:: Data in this exercise ::
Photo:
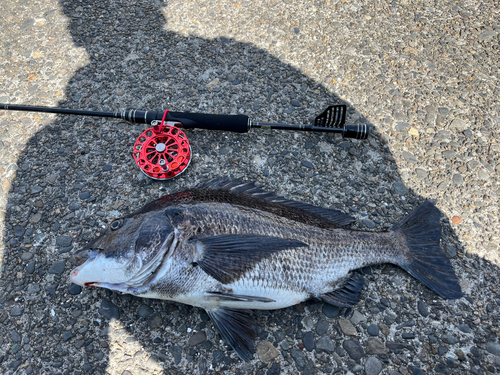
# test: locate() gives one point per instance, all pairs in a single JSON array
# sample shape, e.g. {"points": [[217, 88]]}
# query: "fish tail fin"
{"points": [[425, 259]]}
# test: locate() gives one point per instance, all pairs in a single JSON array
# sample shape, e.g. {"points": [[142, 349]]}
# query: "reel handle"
{"points": [[233, 123]]}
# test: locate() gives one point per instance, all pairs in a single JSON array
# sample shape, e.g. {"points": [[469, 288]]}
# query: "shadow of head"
{"points": [[73, 180]]}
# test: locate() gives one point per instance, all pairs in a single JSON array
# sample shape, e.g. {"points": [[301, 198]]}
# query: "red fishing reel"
{"points": [[162, 151]]}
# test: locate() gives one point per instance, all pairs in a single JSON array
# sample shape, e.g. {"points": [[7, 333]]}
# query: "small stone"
{"points": [[354, 349], [458, 124], [155, 321], [375, 347], [51, 289], [373, 366], [19, 231], [16, 311], [416, 370], [74, 289], [442, 350], [177, 353], [15, 336], [145, 311], [36, 189], [33, 288], [443, 111], [35, 218], [368, 223], [84, 195], [197, 338], [64, 241], [493, 348], [347, 328], [67, 335], [373, 330], [308, 341], [57, 268], [400, 188], [422, 308], [458, 179], [409, 157], [487, 35], [330, 311], [357, 318], [266, 351], [308, 164], [299, 358], [74, 206], [464, 328], [421, 173], [322, 327], [30, 268], [109, 310], [325, 344], [26, 256], [449, 339]]}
:::
(Given task) Return every line of the listing above without any change, leaving out the pictures.

(Response for this exercise)
Photo:
# test: locate() gives one point per instance, all pairs in a single JSON array
# sample shape, e.g. {"points": [[217, 88]]}
# query: "fish tail fin"
{"points": [[425, 259]]}
# test: locate() gives one point per instance, all pairs in a single JSON array
# sample shape, e.g. {"points": [[142, 349]]}
# query: "reel handle"
{"points": [[233, 123]]}
# test: locate() gives one point per instance, all pairs in a single JSON array
# sample shape, e.g. {"points": [[469, 288]]}
# query: "shadow of head"
{"points": [[73, 180]]}
# test: locate() gives one point per instance, all pairs in a single JSON array
# sample shape, e.g. {"points": [[301, 198]]}
# query: "red fishing reel"
{"points": [[162, 151]]}
# test: locate() gives one point per instance, all pairs in a single JSON array
# sample shape, e.g. {"points": [[7, 333]]}
# query: "small stone"
{"points": [[354, 349], [458, 124], [155, 321], [375, 347], [51, 289], [373, 366], [19, 231], [16, 311], [416, 370], [74, 289], [442, 350], [177, 353], [15, 336], [145, 311], [36, 189], [33, 288], [443, 111], [35, 218], [368, 223], [84, 195], [197, 338], [64, 241], [493, 348], [347, 328], [67, 335], [373, 330], [308, 341], [57, 268], [400, 188], [422, 308], [458, 179], [409, 157], [487, 35], [330, 311], [357, 318], [266, 351], [308, 164], [299, 358], [74, 206], [464, 328], [421, 173], [322, 327], [30, 268], [109, 310], [325, 344], [26, 256], [449, 339]]}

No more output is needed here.